### INPUT FOR THIS TASK
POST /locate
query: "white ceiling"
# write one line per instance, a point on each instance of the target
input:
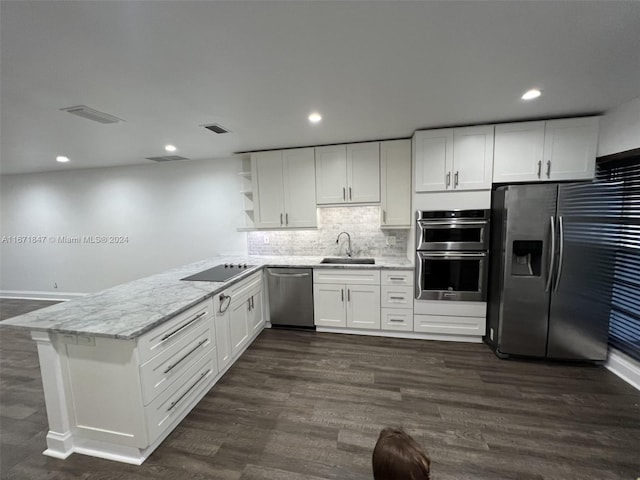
(374, 70)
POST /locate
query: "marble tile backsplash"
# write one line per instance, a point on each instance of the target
(362, 223)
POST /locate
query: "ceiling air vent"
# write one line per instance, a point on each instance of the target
(215, 128)
(91, 114)
(166, 158)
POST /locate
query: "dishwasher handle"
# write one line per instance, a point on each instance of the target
(290, 275)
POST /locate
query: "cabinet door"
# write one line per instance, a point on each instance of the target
(270, 197)
(329, 305)
(472, 158)
(299, 187)
(433, 150)
(223, 339)
(518, 152)
(570, 149)
(363, 306)
(256, 314)
(331, 174)
(239, 324)
(395, 183)
(363, 172)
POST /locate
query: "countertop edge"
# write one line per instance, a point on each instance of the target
(124, 334)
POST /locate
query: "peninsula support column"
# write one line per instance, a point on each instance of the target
(59, 438)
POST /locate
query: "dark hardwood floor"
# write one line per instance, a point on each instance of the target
(302, 405)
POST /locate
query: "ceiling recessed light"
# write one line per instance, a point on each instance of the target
(315, 117)
(531, 94)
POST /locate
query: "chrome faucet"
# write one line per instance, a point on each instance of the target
(349, 244)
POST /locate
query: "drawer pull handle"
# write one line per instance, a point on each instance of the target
(171, 367)
(224, 297)
(178, 400)
(169, 335)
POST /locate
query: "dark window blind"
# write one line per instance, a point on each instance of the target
(624, 324)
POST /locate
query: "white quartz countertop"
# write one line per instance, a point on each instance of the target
(127, 311)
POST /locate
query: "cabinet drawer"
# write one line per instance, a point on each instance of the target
(164, 336)
(449, 325)
(345, 275)
(397, 277)
(178, 399)
(162, 370)
(397, 297)
(396, 319)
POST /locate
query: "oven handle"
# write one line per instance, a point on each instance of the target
(452, 222)
(423, 255)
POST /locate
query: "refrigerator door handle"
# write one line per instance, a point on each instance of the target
(552, 221)
(561, 254)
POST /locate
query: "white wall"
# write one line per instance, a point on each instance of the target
(172, 214)
(620, 129)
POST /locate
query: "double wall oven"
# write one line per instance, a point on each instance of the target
(452, 255)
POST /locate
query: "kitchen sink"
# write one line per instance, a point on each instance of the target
(349, 260)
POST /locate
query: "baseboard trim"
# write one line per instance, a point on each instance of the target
(35, 295)
(399, 334)
(624, 367)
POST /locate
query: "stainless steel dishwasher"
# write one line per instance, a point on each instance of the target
(291, 297)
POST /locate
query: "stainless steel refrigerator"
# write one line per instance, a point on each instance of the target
(551, 270)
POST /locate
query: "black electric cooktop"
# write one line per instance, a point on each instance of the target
(221, 273)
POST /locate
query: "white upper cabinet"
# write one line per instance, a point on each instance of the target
(299, 187)
(518, 152)
(284, 188)
(363, 172)
(348, 173)
(550, 150)
(331, 174)
(454, 159)
(395, 181)
(433, 150)
(269, 195)
(472, 158)
(570, 147)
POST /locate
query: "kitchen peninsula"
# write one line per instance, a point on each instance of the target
(122, 367)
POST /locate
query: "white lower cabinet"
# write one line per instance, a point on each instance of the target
(396, 300)
(363, 309)
(118, 399)
(463, 321)
(223, 331)
(346, 298)
(242, 305)
(396, 319)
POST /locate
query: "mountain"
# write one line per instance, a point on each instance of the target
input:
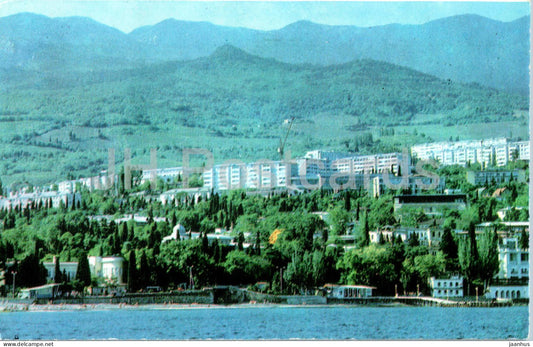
(234, 104)
(35, 42)
(466, 48)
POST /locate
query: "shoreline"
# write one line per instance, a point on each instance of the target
(8, 307)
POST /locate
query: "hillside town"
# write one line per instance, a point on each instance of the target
(460, 208)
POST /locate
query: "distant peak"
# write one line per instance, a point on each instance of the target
(230, 52)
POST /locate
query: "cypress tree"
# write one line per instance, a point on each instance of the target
(347, 201)
(132, 272)
(144, 271)
(57, 271)
(83, 274)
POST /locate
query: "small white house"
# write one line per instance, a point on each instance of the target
(177, 230)
(348, 291)
(68, 268)
(108, 268)
(507, 292)
(451, 287)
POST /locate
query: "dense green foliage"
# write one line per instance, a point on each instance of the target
(306, 253)
(61, 125)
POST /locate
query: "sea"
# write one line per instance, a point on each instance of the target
(269, 323)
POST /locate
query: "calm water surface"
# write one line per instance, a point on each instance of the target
(276, 322)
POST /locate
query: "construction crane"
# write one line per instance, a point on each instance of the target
(282, 144)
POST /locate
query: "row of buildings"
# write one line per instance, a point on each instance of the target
(338, 170)
(494, 152)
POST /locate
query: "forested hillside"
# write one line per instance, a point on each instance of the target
(234, 104)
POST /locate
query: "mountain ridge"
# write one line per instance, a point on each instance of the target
(448, 48)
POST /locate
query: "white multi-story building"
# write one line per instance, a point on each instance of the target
(25, 200)
(496, 151)
(169, 174)
(110, 269)
(67, 268)
(446, 287)
(514, 261)
(512, 280)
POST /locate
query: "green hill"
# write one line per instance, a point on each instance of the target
(58, 124)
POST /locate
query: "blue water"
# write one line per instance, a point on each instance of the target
(276, 322)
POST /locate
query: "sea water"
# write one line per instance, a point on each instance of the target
(270, 323)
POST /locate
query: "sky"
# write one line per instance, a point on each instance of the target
(127, 15)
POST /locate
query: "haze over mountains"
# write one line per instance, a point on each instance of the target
(71, 88)
(465, 48)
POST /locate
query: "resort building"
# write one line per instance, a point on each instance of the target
(53, 199)
(514, 261)
(451, 287)
(111, 269)
(478, 178)
(67, 269)
(348, 291)
(489, 152)
(430, 204)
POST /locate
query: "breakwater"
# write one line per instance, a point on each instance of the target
(229, 295)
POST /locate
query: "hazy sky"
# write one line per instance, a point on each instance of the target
(128, 15)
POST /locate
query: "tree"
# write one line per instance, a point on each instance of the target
(347, 201)
(339, 220)
(489, 257)
(144, 271)
(364, 232)
(372, 265)
(244, 269)
(57, 271)
(83, 274)
(524, 239)
(31, 272)
(448, 246)
(469, 257)
(132, 272)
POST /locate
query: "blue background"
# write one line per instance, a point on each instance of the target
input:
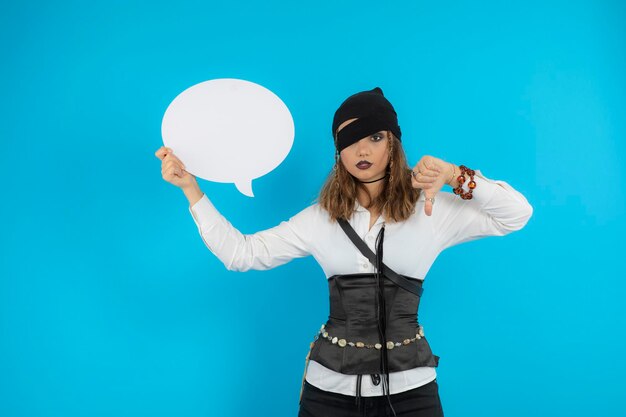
(111, 305)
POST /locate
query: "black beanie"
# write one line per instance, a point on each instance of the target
(374, 113)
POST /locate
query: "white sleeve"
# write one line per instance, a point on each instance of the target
(495, 209)
(262, 250)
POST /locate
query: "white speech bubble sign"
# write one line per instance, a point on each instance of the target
(228, 130)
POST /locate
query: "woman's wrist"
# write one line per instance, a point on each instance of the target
(453, 175)
(193, 193)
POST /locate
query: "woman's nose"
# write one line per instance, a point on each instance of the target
(362, 147)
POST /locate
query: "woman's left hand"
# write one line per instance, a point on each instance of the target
(430, 174)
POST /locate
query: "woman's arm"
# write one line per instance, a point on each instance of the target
(495, 209)
(262, 250)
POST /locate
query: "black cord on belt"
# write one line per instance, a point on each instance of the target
(381, 312)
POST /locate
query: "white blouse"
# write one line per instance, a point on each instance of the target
(411, 247)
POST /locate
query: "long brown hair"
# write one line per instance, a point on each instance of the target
(396, 200)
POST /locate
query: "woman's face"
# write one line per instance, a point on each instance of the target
(366, 159)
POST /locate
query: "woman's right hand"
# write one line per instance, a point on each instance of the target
(173, 170)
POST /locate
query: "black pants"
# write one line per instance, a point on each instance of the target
(422, 401)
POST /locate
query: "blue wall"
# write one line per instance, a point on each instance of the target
(111, 305)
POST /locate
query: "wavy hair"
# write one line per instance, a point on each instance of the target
(396, 201)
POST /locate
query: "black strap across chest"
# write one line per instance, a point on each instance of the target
(397, 279)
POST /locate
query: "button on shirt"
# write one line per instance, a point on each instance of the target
(411, 247)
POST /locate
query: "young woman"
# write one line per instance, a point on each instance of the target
(375, 231)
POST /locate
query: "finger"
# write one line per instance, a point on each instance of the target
(169, 164)
(428, 204)
(174, 172)
(424, 178)
(175, 158)
(162, 152)
(423, 168)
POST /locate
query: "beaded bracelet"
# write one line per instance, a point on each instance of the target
(461, 179)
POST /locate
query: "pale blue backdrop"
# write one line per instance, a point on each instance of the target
(111, 305)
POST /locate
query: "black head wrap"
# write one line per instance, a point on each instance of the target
(374, 113)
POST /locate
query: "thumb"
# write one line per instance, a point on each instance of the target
(428, 204)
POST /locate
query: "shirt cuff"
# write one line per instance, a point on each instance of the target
(204, 212)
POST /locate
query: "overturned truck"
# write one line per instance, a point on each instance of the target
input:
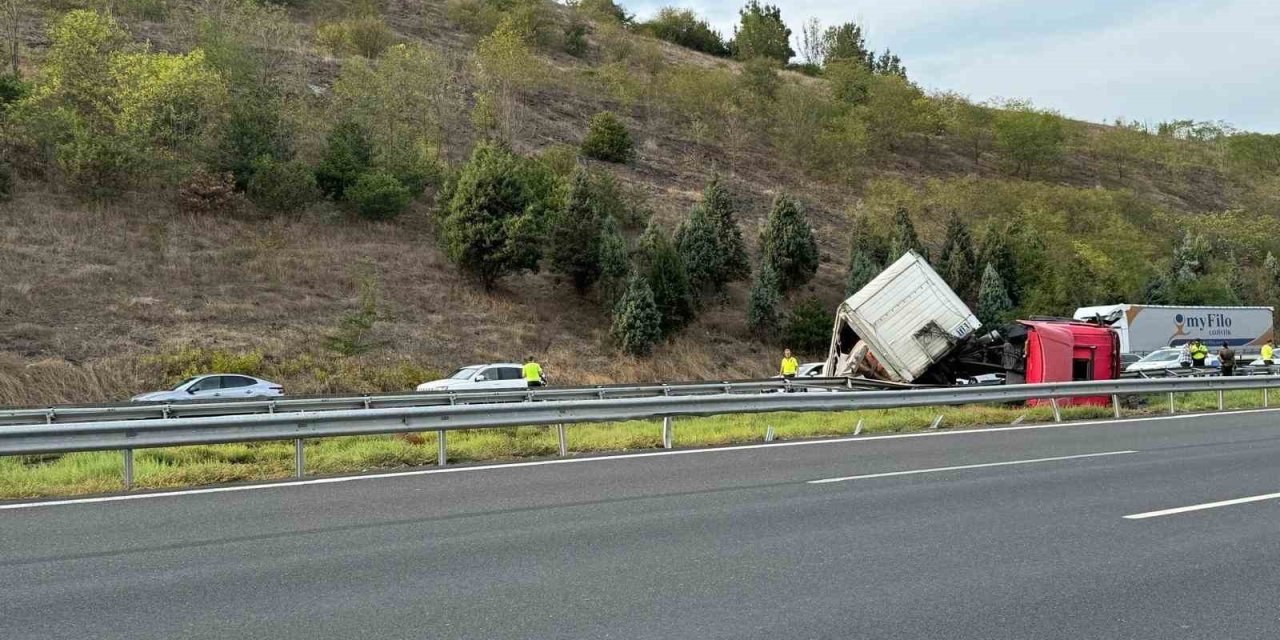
(906, 325)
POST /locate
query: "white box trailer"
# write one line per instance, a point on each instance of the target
(1146, 328)
(906, 318)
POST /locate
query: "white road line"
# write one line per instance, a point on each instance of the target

### YOUR OBJECTIVE
Filter the data above down to the lines that contain the string "wall".

### FULL SOLUTION
query: "white wall"
query: "double wall oven"
query: "blue wall"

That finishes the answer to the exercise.